## Selected passage
%%
Season: 1. Episodes: 3.

We use court cam footage from true crime trials and condense the processes of the trial to about an hour. The evidence that leads to the conviction, including witness testimonies, fingerprints, DNA evidence, murder weapons and forensic pathologist reports are all included. Red herrings and false statements that perpetrators use to defend themselves are usually omitted.

Season 1 of Court in the Act ran from December 2018 to September 2019, and included the following 3 video episodes.

Jeffrey Willis

nOT HIS FIRST RODEO - 2ND MURDER TRIAL, 2017

Season 1, Episode 3. Released 19th September 2019

Jeffrey Willis was convicted of killing jogger Rebekah Bletsch in his first trial. and of killing gas station attendant Jessica Heering in this, his second trial. 

George Burch

Murder of Nicole Vanderheyden 

Season 1, Episode 2. Released 31st May 2019

2018 trial. George Burch accuses victim's boyfriend of the murder that George committed. 

Martin MacNeill

Murder of his Wife, Michele Marie MacNeill 

Season 1, Episode 1. Released 6th December 2018

Michele Marie MacNeill, née Somers, (January 15, 1957 – April 11, 2007) was an American murder victim, fashion model and homemaker. Michele was married for nearly 30 years to the physician Martin MacNeill and was the mother of eight children. She died in Pleasant Grove, Utah, on April 11, 2007, while at home recovering from cosmetic surgery performed eight days earlier. At her husband's request, the operating surgeon prescribed four medicines for her recovery; two of the drugs, Diazepam and Oxycodone, would not normally be prescribed to his patients.
%%
## Brief
Using the Court in the Act season overview above, answer each question briefly.
(a) To about what length is each trial condensed?
(b) On what date was Season 1, Episode 2 released?
(c) Which two of the drugs prescribed for Michele MacNeill's recovery would the operating surgeon not normally prescribe to his patients?

## Given information
%%
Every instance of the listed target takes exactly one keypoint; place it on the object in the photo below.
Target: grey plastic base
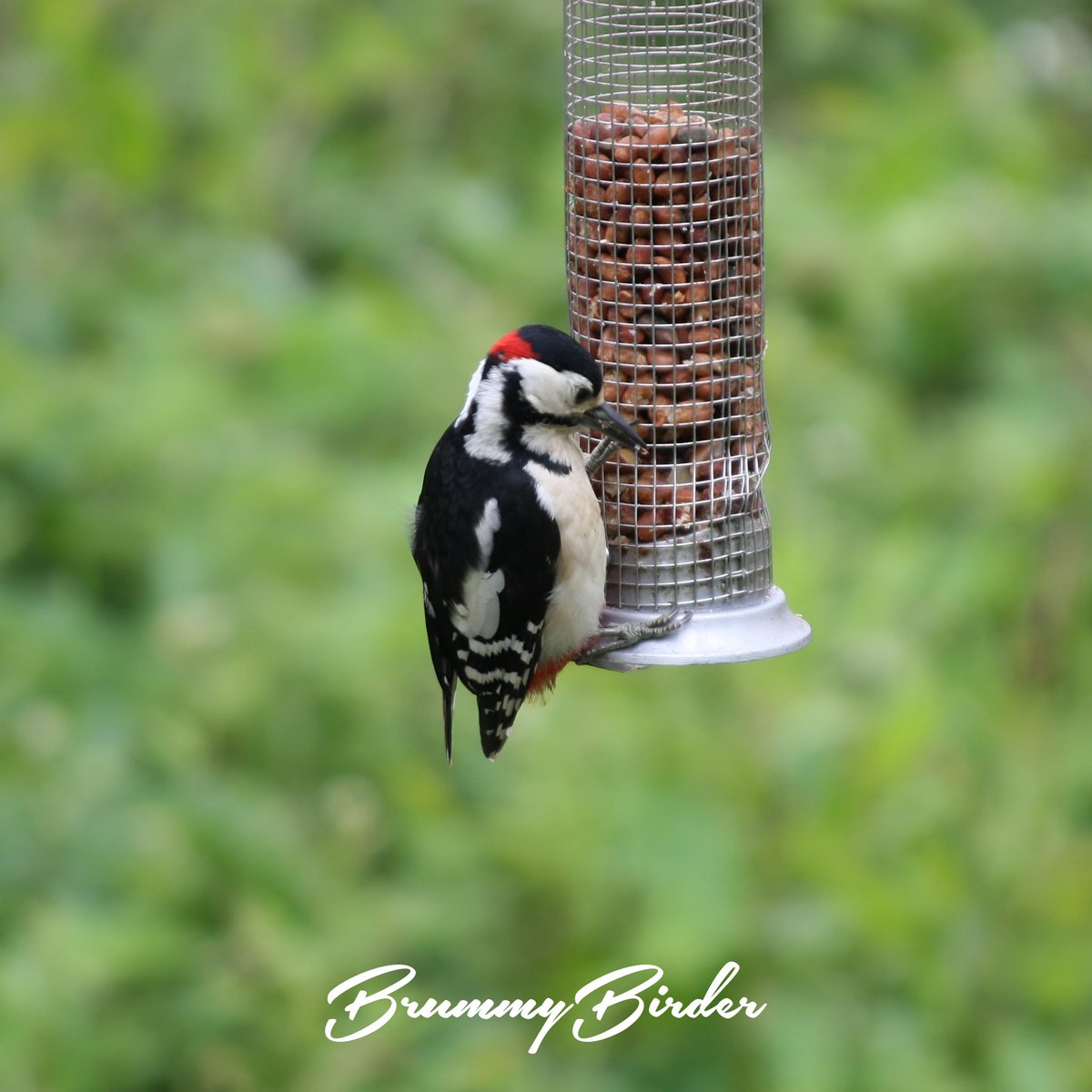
(756, 629)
%%
## Answer area
(a) About an hour.
(b) 31st May 2019.
(c) Diazepam and Oxycodone.